Table 2. Distribution of demographic variables of encounters (recorded every four hours) stratified by class labels (stable, unstable).
3.2 Experiment results
We evaluated the performance of five deep learning models on different combinations of feature sets: accelerometer data only (Accel), accelerometer data with demographics (Accel + Demo), accelerometer data with clinical information (Accel + Clinical), and a combination of accelerometer data, demographics, and clinical information (Accel + Demo + Clinical). We refer to demographics as the features of age, sex, race, height, and weight and as clinical data, the length of stay, blood pressure, heart rate, SpO2, pain score, Braden score, and cognitive status. In addition, we used the SOFA score as a baseline to compare performances across the rule-based and deep learning-based methods. We also evaluate the combination of demographics and clinical data (Demo + Clinical) to evaluate the accelerometer’s contribution to the acuity status assessment. The results are summarized in Table 3.
The performance of our baseline SOFA score-based predictor is notably limited, with suboptimal AUC (0.53), precision (0.23), sensitivity (0.30), and F1 score (0.66). However, the model demonstrates a relatively high specificity of 0.76.

___

§ **EXERCISE SET**
1. In the stretch of the acuity study results from "The performance of our" through "specificity of 0.76.", swap "suboptimal" for "poor" and write the stretch out.
2. Answer these from the acuity study results:
(a) What score served as the baseline?
(b) What specificity did the baseline predictor reach?
(c) Which table summarizes the results?
3. According to the acuity study results, why did the researchers also test the combination of demographics and clinical data without accelerometer data?
Answer from the text above only.

___

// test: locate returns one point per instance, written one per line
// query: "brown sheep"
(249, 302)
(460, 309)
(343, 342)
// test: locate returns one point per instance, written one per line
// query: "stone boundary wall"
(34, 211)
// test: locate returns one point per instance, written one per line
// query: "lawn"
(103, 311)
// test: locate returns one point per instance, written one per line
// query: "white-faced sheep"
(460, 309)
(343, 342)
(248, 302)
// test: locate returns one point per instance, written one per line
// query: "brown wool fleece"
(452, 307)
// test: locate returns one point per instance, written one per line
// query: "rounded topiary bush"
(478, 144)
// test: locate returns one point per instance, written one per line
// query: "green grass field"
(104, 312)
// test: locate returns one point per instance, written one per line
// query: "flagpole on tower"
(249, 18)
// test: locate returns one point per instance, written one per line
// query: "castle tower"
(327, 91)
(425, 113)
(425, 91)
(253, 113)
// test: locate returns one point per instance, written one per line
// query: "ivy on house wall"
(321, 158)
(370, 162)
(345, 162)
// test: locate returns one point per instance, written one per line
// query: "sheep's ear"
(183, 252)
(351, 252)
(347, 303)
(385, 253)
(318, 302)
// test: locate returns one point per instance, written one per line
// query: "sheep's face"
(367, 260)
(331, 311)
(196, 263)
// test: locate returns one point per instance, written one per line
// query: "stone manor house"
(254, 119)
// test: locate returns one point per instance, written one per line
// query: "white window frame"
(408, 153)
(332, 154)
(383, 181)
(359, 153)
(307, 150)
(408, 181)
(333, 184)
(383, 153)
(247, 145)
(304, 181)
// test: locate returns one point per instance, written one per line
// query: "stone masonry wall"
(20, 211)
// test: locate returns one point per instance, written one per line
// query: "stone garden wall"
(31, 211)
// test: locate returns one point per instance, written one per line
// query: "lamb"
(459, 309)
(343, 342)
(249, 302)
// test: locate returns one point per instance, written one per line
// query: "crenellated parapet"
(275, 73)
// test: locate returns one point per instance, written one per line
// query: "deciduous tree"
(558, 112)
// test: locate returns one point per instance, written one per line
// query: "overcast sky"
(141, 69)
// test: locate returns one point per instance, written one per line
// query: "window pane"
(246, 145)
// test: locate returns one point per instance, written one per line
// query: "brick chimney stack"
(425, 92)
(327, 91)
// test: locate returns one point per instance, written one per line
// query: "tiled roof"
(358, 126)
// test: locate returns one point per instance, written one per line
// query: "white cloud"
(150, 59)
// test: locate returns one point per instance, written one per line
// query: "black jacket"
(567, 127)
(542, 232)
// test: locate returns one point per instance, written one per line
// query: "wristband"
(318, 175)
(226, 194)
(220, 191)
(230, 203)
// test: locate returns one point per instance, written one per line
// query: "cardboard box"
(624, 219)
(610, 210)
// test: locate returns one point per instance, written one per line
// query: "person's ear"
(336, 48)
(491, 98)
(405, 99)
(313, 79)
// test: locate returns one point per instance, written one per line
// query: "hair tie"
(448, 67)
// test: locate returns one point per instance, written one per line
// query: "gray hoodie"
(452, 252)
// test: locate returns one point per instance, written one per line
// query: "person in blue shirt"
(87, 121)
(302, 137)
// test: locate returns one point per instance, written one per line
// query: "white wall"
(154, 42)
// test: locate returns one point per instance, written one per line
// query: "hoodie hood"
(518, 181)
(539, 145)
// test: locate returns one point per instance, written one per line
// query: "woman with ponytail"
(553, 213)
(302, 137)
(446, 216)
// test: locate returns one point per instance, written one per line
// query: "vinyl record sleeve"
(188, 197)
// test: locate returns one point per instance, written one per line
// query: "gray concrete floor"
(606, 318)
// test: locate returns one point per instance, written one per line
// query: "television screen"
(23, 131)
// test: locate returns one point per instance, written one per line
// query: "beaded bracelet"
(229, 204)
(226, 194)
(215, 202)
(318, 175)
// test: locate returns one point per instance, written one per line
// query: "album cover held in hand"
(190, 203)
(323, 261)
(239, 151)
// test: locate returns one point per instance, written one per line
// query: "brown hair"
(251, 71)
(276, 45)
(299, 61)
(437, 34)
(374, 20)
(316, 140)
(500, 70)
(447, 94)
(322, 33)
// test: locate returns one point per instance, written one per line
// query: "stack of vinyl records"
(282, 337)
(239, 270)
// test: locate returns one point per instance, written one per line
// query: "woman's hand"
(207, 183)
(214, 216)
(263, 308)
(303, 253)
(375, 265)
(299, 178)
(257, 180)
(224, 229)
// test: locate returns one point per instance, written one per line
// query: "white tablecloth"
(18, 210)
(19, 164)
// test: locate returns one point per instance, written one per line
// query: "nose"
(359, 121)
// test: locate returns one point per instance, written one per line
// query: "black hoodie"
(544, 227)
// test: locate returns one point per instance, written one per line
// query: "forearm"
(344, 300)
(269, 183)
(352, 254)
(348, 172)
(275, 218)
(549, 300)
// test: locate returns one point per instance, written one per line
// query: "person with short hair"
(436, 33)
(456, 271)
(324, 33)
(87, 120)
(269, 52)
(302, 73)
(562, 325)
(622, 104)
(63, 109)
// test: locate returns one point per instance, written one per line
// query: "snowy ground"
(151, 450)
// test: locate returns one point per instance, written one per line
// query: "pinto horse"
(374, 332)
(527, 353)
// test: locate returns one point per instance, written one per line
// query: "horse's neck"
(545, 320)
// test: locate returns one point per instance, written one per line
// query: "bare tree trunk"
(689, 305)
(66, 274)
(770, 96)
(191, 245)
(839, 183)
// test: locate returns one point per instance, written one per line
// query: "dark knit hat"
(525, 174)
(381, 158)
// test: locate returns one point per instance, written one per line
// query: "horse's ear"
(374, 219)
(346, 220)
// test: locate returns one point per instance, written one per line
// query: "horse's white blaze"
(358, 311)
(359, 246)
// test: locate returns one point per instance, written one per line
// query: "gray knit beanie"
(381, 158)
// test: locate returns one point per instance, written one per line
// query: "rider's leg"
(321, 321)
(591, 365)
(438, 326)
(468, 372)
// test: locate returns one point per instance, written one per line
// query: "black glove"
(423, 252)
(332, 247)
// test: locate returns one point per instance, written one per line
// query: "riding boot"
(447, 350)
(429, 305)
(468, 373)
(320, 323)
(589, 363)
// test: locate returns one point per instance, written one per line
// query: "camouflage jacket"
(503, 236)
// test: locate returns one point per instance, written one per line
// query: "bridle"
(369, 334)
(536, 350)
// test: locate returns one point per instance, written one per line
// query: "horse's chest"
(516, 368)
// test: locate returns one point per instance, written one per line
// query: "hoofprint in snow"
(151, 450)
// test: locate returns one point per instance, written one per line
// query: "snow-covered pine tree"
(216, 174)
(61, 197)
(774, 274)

___

§ **EXERCISE RESPONSES**
1.
The performance of our baseline SOFA score-based predictor is notably limited, with poor AUC (0.53), precision (0.23), sensitivity (0.30), and F1 score (0.66). However, the model demonstrates a relatively high specificity of 0.76.

2.
(a) The SOFA score.
(b) 0.76.
(c) Table 3.

3. They tested demographics and clinical data together to measure how much the accelerometer contributes to assessing acuity status.